[Provided entries Boundary: Start]

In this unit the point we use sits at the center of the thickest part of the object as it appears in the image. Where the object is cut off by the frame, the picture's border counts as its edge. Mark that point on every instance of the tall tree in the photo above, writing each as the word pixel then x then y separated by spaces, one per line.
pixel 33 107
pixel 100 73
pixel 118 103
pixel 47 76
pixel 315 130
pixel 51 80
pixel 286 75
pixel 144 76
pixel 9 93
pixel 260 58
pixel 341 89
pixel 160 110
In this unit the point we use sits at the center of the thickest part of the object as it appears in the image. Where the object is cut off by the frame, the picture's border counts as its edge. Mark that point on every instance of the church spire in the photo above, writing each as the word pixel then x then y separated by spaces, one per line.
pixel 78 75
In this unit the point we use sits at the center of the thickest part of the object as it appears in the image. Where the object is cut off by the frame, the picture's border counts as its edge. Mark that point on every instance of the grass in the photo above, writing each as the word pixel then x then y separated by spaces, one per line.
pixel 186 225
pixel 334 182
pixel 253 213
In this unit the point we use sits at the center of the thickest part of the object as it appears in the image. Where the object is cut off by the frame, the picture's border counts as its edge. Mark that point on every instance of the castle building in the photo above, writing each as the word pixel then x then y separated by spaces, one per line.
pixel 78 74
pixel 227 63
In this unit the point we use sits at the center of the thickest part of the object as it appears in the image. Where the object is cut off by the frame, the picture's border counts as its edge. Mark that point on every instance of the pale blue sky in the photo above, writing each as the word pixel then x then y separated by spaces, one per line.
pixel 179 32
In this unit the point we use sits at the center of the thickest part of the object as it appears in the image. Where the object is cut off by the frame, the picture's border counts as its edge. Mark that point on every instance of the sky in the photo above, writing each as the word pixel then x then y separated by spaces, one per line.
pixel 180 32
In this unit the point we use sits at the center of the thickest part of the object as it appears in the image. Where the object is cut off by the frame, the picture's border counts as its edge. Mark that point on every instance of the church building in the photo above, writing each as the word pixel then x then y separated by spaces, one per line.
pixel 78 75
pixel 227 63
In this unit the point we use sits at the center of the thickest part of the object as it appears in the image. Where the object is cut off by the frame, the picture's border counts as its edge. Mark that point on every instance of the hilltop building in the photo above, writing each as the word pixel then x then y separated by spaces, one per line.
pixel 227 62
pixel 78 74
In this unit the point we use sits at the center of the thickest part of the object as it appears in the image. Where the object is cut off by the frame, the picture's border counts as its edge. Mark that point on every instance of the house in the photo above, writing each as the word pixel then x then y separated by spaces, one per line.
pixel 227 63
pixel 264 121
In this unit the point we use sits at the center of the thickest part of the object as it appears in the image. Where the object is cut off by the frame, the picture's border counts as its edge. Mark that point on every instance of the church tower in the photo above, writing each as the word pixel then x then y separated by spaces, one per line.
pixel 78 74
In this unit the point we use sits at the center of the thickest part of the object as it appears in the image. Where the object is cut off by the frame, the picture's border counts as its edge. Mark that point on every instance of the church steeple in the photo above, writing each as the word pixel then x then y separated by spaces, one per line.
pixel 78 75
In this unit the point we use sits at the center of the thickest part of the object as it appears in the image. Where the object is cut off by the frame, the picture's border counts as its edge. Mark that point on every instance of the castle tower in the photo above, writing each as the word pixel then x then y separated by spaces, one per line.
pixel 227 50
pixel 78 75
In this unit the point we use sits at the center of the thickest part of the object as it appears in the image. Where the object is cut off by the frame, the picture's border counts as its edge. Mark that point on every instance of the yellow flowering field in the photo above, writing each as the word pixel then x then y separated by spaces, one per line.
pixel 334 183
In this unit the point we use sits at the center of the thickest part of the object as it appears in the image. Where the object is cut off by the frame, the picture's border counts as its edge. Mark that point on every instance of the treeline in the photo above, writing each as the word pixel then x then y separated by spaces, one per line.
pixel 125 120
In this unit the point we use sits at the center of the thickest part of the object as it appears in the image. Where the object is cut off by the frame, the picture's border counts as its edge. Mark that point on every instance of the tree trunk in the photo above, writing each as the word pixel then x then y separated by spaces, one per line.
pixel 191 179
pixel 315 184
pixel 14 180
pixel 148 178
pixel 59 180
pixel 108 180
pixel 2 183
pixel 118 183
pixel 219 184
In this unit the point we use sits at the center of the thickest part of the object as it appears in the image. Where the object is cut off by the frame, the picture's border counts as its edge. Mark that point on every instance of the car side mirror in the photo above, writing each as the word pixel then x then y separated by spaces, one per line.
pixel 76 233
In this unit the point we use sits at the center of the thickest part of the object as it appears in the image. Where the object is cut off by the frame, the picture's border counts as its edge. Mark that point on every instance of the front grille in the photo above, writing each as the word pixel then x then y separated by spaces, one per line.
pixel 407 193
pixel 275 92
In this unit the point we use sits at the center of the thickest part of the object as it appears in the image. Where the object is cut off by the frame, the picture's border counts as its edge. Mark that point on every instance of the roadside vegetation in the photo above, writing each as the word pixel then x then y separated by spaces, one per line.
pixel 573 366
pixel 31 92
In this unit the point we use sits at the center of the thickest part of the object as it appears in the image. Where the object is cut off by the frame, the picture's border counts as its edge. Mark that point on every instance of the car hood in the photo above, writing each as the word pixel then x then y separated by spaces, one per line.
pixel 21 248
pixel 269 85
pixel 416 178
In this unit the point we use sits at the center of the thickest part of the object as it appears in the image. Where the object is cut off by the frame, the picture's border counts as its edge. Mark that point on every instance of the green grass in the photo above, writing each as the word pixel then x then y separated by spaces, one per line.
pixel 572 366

[Provided entries Boundary: End]

Set down each line of the material above again, exactly.

▶ [Response area]:
In this unit the point we use sits at the center of the thickest part of the object as it appears in the image. Where the object is cut off by the frame, the picture's border counts as its edge. Mark that point on every instance of the tall tree in the photo above, writing each as the word pixel then x then y separated by spaces, one per line.
pixel 33 107
pixel 100 73
pixel 118 103
pixel 47 76
pixel 315 130
pixel 51 80
pixel 286 75
pixel 144 76
pixel 9 93
pixel 260 58
pixel 341 89
pixel 160 110
In this unit the point we use sits at the center of the thickest part of the object as it appears in the image. Where the object is cut off by the frame, the picture's border counts as its edge. Mark that point on every instance of the church spire in the photo above, writing each as the word pixel then x then y separated by spaces, one per line.
pixel 78 75
In this unit the point we use sits at the center of the thickest part of the object as it appears in the image. Where the object is cut off by the frame, the picture's border counts as its edge. Mark that point on every instance of the grass in the photo above, writing each as the word pixel then x then y separated by spaces, one per line.
pixel 186 225
pixel 334 182
pixel 253 213
In this unit the point we use sits at the center of the thickest part of the object as it appears in the image. Where the object is cut off by the frame, the picture's border counts as its edge. Mark that point on every instance of the castle building in the photo above, writing each as the word pixel then x then y separated by spaces, one per line.
pixel 78 74
pixel 227 63
In this unit the point we use sits at the center of the thickest part of the object as it appears in the image. Where the object is cut off by the frame, the picture's border counts as its edge. Mark that point on every instance of the pale blue sky in the photo above, writing each as the word pixel then x then y separated by spaces, one per line.
pixel 179 32
In this unit the point we use sits at the center of the thickest part of the object as it appears in the image. Where the object is cut off by the frame, the picture's border counts as its edge. Mark that point on every instance of the sky in the photo above, writing each as the word pixel then x then y separated by spaces, one per line.
pixel 180 32
In this unit the point we use sits at the center of the thickest part of the object as it appears in the image. Where the object is cut off by the frame, the picture's border counts as its edge. Mark that point on every instance of the church building in the photo above, writing each as the word pixel then x then y separated by spaces, one per line.
pixel 78 75
pixel 227 63
In this unit the point we use sits at the center of the thickest part of the object as it appears in the image. Where the object is cut off by the frame, the picture's border counts as its edge. Mark that point on every instance of the hilltop building in the photo above, writing each as the word pixel then x then y separated by spaces, one per line.
pixel 227 62
pixel 78 74
In this unit the point we use sits at the center of the thickest part of the object as it appears in the image. Where the object is cut off by the frame, the picture's border counts as its edge. Mark that point on every instance of the house in the photo above, writing each as the word pixel then x then y separated by spaces, one per line.
pixel 227 63
pixel 264 121
In this unit the point we use sits at the center of the thickest part of the object as it appears in the image. Where the object is cut off by the frame, the picture's border counts as its edge. Mark that point on every instance of the church tower in the photo above, writing each as the word pixel then x then y separated by spaces, one per line.
pixel 78 74
In this unit the point we use sits at the center of the thickest part of the object as it appears in the image. Where the object is cut off by the frame, the picture's border counts as its edge. Mark that point on every instance of the church steeple in the photo above, writing each as the word pixel then x then y separated by spaces, one per line.
pixel 78 75
In this unit the point we use sits at the center of the thickest part of the object as it appears in the image. Where the object is cut off by the frame, the picture's border counts as its edge. Mark that point on every instance of the castle tower in the photo above, writing each as the word pixel then x then y separated by spaces, one per line.
pixel 227 50
pixel 78 75
In this unit the point we use sits at the center of the thickest part of the object as it appears in the image. Where the object is cut off by the frame, the picture's border counts as its edge. Mark that point on every instance of the yellow flowering field in the photo above, writing each as the word pixel then x then y separated by spaces, one per line.
pixel 334 183
In this unit the point we use sits at the center of the thickest part of the object as it appears in the image. Where the object is cut off by the frame, the picture's border counts as its edge. Mark that point on every instance of the treeline in the photo above, writing each as the word pixel then x then y separated by spaces, one per line.
pixel 125 120
In this unit the point we use sits at the center of the thickest part of the object as it appears in the image. Where the object is cut off by the frame, the picture's border counts as its edge. Mark that point on every instance of the tree trunk in the photo above, writing each as the word pixel then x then y separated by spaces, one per line.
pixel 191 179
pixel 315 184
pixel 14 180
pixel 148 178
pixel 59 180
pixel 108 180
pixel 2 183
pixel 118 183
pixel 219 184
In this unit the point we use sits at the center of the thickest part of the object as it appears in the image. Where the object is cut off by the frame, the picture's border counts as its edge. Mark that point on every instance of the car side mirror in the photo above, writing each as the word pixel then x then y separated by spaces, one per line.
pixel 76 233
In this unit the point we use sits at the center of the thickest part of the object as it appears in the image. Where the object is cut off by the frame, the picture's border counts as its edge. Mark that point on every instance of the front grille in the photo above, writing each as the word pixel then x then y separated by spaces, one per line.
pixel 407 193
pixel 275 92
In this unit the point we use sits at the center of the thickest part of the object as it appears in the image. Where the object is cut off by the frame, the picture's border counts as its edge. Mark that point on every instance of the roadside vegetation in the photo above, writing each as the word pixel then x then y separated by spaces, one per line.
pixel 573 366
pixel 31 92
In this unit the point we use sits at the center of the thickest part of the object as it appears in the image. Where the object is cut off by the frame, the picture's border counts as its edge. Mark that point on every instance of the car hood in the photo above, writing each as the word pixel then x then y separated by spaces, one per line.
pixel 21 248
pixel 269 85
pixel 416 178
In this unit the point we use sits at the center of the thickest part of the object as it appears in the image. Where the object is cut off by the frame, the picture's border counts as its edge. Mark that point on every instance of the green grass in the photo above, writing each as the word pixel then x then y separated by spaces, one per line.
pixel 572 366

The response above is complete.